Dataset entries on where objects appear:

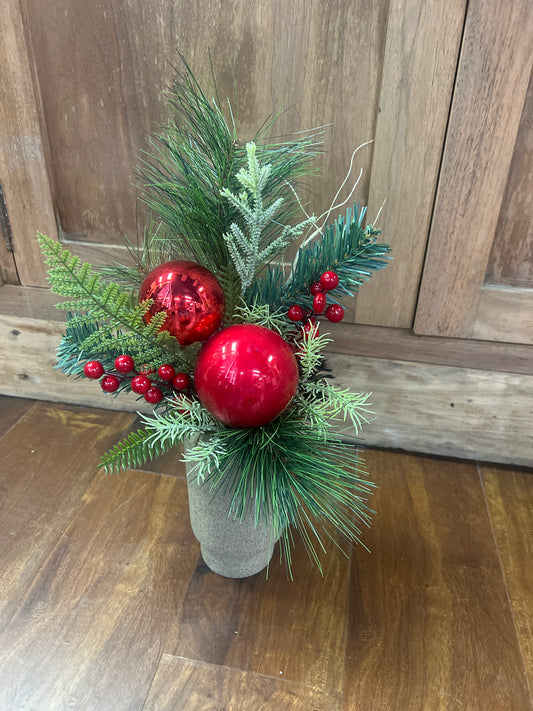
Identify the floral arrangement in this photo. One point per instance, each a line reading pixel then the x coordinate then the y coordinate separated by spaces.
pixel 222 337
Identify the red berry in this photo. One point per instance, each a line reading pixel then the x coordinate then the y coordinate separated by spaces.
pixel 93 369
pixel 124 364
pixel 166 372
pixel 335 313
pixel 110 383
pixel 153 395
pixel 181 381
pixel 295 313
pixel 329 280
pixel 140 384
pixel 319 303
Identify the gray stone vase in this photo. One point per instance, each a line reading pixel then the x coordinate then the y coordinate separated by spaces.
pixel 233 549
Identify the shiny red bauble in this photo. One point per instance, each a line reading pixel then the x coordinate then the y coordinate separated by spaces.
pixel 166 371
pixel 335 313
pixel 124 364
pixel 181 381
pixel 246 375
pixel 93 369
pixel 329 280
pixel 191 297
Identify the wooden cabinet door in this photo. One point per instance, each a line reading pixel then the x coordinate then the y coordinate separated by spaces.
pixel 478 275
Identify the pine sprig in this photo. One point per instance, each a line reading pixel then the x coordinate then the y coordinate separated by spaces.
pixel 107 303
pixel 249 249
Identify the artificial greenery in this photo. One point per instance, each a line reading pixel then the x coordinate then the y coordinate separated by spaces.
pixel 234 208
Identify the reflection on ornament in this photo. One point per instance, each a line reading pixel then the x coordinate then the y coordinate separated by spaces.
pixel 190 295
pixel 246 375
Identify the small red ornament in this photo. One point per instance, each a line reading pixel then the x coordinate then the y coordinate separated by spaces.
pixel 93 369
pixel 246 375
pixel 140 384
pixel 295 313
pixel 124 364
pixel 110 383
pixel 181 381
pixel 153 395
pixel 329 280
pixel 191 297
pixel 319 303
pixel 335 313
pixel 166 371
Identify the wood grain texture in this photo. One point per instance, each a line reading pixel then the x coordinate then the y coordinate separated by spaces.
pixel 46 462
pixel 196 686
pixel 11 410
pixel 422 46
pixel 452 411
pixel 355 339
pixel 491 85
pixel 22 153
pixel 429 621
pixel 511 257
pixel 509 495
pixel 505 314
pixel 89 629
pixel 99 98
pixel 238 623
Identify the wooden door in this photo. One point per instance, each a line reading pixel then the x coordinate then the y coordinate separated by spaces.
pixel 478 276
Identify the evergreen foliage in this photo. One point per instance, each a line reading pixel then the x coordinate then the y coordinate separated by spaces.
pixel 234 208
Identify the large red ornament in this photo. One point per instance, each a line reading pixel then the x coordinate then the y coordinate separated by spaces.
pixel 190 295
pixel 246 375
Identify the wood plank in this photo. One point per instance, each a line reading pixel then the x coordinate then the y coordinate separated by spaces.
pixel 349 338
pixel 273 627
pixel 46 462
pixel 423 42
pixel 89 629
pixel 511 258
pixel 509 495
pixel 492 81
pixel 11 410
pixel 184 684
pixel 22 152
pixel 403 344
pixel 505 314
pixel 120 87
pixel 454 412
pixel 429 621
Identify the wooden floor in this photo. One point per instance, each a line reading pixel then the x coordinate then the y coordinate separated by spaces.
pixel 106 604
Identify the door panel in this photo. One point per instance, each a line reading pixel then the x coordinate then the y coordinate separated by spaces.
pixel 456 298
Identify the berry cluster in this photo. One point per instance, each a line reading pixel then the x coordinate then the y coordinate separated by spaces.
pixel 141 381
pixel 333 312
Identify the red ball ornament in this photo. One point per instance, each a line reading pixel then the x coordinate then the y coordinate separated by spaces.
pixel 153 395
pixel 124 364
pixel 295 313
pixel 140 384
pixel 329 280
pixel 246 375
pixel 181 381
pixel 93 369
pixel 319 303
pixel 191 297
pixel 335 313
pixel 110 383
pixel 166 371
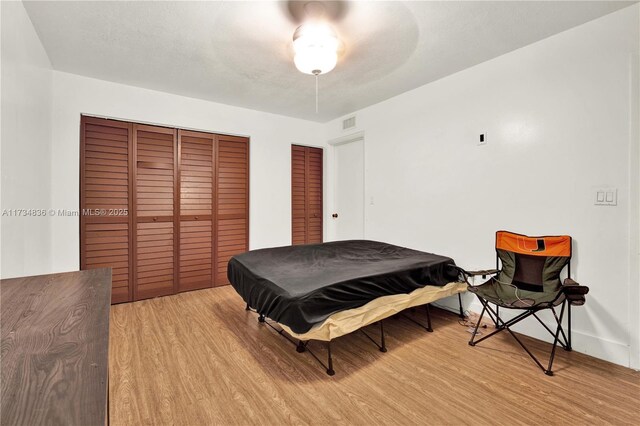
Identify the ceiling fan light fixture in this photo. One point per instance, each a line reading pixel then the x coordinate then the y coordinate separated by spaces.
pixel 316 48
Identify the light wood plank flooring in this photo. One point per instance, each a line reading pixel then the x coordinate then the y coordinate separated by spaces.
pixel 200 358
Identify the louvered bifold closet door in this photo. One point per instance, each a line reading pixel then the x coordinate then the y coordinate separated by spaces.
pixel 155 211
pixel 105 222
pixel 314 195
pixel 197 165
pixel 306 195
pixel 298 195
pixel 232 202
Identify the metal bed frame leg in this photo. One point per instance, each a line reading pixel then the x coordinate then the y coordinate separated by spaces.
pixel 383 346
pixel 569 348
pixel 429 329
pixel 330 370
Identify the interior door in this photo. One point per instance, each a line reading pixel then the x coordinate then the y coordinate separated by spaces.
pixel 348 216
pixel 306 195
pixel 155 207
pixel 232 202
pixel 197 165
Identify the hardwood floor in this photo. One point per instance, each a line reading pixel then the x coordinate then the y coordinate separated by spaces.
pixel 200 358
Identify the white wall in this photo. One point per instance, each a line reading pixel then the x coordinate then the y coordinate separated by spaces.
pixel 25 146
pixel 270 151
pixel 559 115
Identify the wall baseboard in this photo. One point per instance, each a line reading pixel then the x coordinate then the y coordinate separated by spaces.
pixel 607 350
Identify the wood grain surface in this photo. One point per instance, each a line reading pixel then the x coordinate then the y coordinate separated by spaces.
pixel 55 348
pixel 199 358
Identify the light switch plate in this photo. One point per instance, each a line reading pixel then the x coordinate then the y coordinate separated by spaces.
pixel 606 196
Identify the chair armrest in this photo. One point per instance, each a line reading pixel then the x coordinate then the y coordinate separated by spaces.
pixel 483 272
pixel 574 292
pixel 466 274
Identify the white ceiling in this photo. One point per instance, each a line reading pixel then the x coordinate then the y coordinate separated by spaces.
pixel 239 53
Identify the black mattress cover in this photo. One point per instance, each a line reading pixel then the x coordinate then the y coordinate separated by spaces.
pixel 300 286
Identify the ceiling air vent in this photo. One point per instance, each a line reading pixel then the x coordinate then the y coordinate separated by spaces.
pixel 349 123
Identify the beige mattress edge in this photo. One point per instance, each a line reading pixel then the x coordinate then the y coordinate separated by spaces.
pixel 345 322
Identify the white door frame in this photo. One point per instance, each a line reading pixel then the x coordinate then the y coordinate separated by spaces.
pixel 333 143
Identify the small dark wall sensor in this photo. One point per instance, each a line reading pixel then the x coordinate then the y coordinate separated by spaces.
pixel 483 139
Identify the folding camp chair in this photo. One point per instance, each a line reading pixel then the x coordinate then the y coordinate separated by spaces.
pixel 529 280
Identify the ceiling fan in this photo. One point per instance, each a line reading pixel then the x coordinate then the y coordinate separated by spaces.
pixel 315 41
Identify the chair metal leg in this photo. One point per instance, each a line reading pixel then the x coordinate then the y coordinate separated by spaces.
pixel 330 370
pixel 506 325
pixel 475 331
pixel 548 371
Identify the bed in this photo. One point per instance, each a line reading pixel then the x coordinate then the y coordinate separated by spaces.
pixel 324 291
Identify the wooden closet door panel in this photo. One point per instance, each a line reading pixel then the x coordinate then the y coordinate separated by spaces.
pixel 306 195
pixel 105 189
pixel 154 259
pixel 157 236
pixel 155 172
pixel 107 246
pixel 298 195
pixel 314 195
pixel 232 202
pixel 196 209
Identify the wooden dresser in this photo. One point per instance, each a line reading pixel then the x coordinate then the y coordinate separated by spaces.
pixel 55 348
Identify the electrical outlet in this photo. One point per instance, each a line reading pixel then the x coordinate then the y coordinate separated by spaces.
pixel 606 196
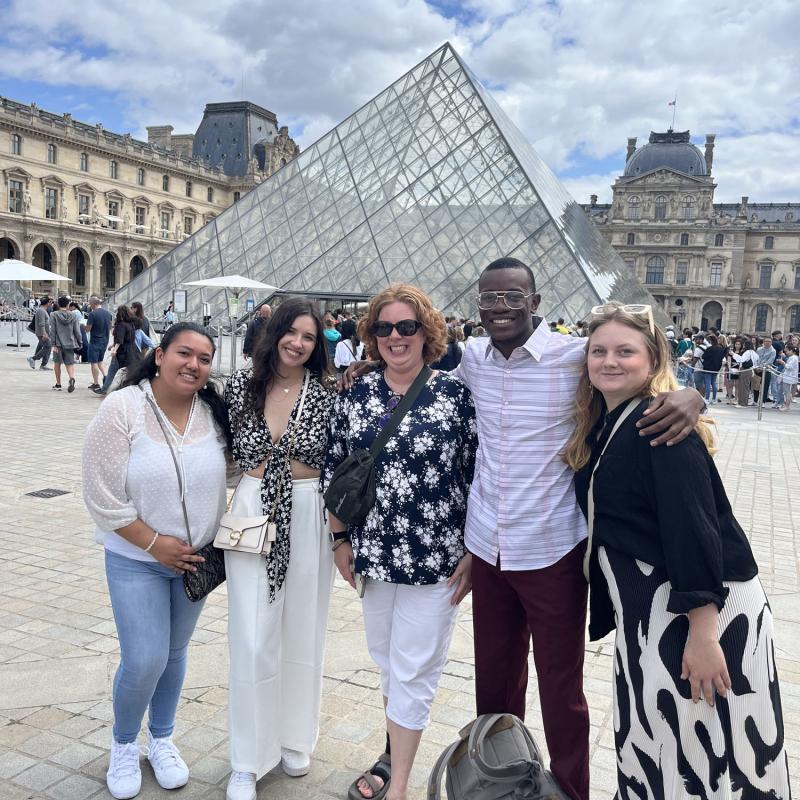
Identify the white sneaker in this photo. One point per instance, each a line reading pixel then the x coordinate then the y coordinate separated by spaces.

• **INSTRUCTION**: Lay out the lines in the entries from the line with "Identify the folding" up to and including the line with "pixel 315 41" as a Markdown table with the columns Row and Line, leaving out any blank lines.

• **FINISHED EXERCISE**:
| Row | Line |
|---|---|
| 1 | Identify the folding camp chair in this photo. One point per instance, each a line reading pixel then the x coordinate then the y coordinate separated by spaces. |
| 2 | pixel 529 280 |
| 3 | Identify the ceiling fan in this photo. One point per instance, each a line reading pixel then the x coordinate then the y coordinate separated by spaces. |
| 4 | pixel 315 41 |